◆ **Source document**
* begin *

If a state deploys a nuclear weapon, it will face international consequences. Any number of countries, whether they want to uphold a long-standing norm against nuclear use or are simply friendly to the target country, could politically or financially isolate the attacker, say, or come to the target’s aid. Crucially, launching a nuclear strike could also spur countries that don’t currently have these weapons to nuclearize for their own self-defense.

A nuclear arsenal is an insufficient deterrent against nonnuclear opponents.

Despite the drawbacks, the prospect of a major battlefield defeat has occasionally prompted debate about possible nuclear use. In early 1968, for instance, North Vietnamese troops besieged U.S. marines at Khe Sanh in an important battle of the Vietnam War. Senior officials in the Lyndon Johnson administration discussed using tactical nuclear weapons against the North Vietnamese if the situation deteriorated, but Johnson shuttered the idea when news of it leaked. When Ukrainian troops broke through Russian lines in the fall of 2022, Russian military commanders also weighed the use of nuclear strikes, according to U.S. intelligence, but there is no evidence that Russia was preparing its weapons for such a possibility. In both cases, the nuclear power did not face a real threat to its survival and avoided a military collapse, two informal but critical thresholds for nuclear use.

* end *

◆ **Dataset content**
* begin *

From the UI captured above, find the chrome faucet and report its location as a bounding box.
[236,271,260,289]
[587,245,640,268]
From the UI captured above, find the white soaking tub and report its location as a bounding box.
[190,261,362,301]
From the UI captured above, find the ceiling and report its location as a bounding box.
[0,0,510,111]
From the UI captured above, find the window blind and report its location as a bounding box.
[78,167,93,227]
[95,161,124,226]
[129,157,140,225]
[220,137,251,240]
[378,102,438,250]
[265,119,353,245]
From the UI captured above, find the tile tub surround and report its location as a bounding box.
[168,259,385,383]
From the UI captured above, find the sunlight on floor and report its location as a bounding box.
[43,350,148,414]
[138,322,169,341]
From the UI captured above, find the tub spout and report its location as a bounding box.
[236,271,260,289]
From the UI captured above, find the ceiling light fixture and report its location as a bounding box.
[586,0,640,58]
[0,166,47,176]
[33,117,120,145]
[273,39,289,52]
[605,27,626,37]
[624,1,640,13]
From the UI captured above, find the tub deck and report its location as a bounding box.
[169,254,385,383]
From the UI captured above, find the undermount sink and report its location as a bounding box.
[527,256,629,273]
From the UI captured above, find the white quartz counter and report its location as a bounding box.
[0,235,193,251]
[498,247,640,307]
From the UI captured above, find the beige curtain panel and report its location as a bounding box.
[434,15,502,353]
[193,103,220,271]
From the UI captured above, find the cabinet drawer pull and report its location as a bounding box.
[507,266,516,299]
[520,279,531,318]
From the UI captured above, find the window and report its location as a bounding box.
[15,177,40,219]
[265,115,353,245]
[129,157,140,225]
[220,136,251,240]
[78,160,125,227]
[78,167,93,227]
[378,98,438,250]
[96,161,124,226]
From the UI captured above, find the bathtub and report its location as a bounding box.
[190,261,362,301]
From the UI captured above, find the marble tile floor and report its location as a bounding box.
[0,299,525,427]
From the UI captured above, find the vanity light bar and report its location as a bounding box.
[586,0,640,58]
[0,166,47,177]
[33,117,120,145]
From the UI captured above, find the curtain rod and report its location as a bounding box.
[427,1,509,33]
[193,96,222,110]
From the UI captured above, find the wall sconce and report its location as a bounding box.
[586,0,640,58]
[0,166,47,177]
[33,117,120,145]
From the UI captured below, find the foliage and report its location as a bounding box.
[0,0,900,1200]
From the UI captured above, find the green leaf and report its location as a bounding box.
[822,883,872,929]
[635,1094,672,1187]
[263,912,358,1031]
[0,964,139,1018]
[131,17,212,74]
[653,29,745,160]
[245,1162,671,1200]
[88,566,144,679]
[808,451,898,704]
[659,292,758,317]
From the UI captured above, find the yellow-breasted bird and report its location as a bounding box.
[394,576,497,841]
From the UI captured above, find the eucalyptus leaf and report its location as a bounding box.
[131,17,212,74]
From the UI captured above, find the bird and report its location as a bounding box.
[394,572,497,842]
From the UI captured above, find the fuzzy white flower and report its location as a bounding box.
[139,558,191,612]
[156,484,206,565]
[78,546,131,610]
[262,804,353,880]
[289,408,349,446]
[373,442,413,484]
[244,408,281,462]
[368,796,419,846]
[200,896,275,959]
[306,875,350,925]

* end *

◆ **Aim**
In the passage on nuclear use, where did North Vietnamese troops besiege U.S. marines in early 1968? The lines stand apart from the passage on nuclear use and are separate material.

◆ **Result for this exercise**
At Khe Sanh.